Hypertension, also referred to as high blood pressure, HTN or HPN, is a medical condition in which the blood pressure is chronically elevated. In current usage, the word "hypertension" without a qualifier normally refers to systemic, arterial hypertension.

Hypertension can be classified as either essential (primary) or secondary. Essential hypertension indicates that no specific medical cause can be found to explain a patient's condition. About 90-95% of hypertension is essential hypertension. Secondary hypertension indicates that the high blood pressure is a result of (i.e., secondary to) another condition, such as kidney disease or tumours (adrenal adenoma or pheochromocytoma).

* **Task to complete**
Continue the passage on hypertension, starting after its final sentence.

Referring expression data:
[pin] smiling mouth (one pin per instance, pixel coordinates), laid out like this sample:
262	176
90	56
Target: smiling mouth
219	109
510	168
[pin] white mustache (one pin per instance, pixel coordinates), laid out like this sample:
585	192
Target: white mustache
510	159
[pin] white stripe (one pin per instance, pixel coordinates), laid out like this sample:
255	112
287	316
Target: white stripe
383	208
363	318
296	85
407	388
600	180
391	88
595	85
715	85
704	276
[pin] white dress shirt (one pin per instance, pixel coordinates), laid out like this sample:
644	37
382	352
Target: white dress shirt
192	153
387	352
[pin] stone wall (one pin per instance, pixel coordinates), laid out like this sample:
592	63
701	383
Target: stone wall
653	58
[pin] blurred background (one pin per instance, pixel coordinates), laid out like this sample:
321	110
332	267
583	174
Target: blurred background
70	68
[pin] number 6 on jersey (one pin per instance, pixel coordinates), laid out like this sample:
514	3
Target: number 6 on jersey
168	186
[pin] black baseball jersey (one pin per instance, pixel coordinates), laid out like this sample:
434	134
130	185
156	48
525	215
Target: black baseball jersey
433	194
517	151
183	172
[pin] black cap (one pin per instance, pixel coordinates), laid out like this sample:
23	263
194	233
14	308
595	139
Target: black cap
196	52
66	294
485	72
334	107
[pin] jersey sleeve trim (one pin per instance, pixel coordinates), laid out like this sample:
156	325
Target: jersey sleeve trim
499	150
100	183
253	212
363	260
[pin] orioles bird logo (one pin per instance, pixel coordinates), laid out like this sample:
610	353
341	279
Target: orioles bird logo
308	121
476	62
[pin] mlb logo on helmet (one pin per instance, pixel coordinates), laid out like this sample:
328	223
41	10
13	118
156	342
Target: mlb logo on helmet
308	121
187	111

* **Your response**
Persistent hypertension is one of the risk factors for strokes, heart attacks, heart failure and arterial aneurysm, and is a leading cause of chronic renal failure. Even moderate elevation of arterial blood pressure leads to shortened life expectancy. At severely high pressures, defined as mean arterial pressures 50% or more above average, a person can expect to live no more than a few years unless appropriately treated. Beginning at a systolic pressure (which is peak pressure in the arteries, which occurs near the end of the cardiac cycle when the ventricles are contracting) of 115 mmHg and diastolic pressure (which is minimum pressure in the arteries, which occurs near the beginning of the cardiac cycle when the ventricles are filled with blood) of 75 mmHg (commonly written as 115/75 mmHg), cardiovascular disease (CVD) risk doubles for each increment of 20/10 mmHg.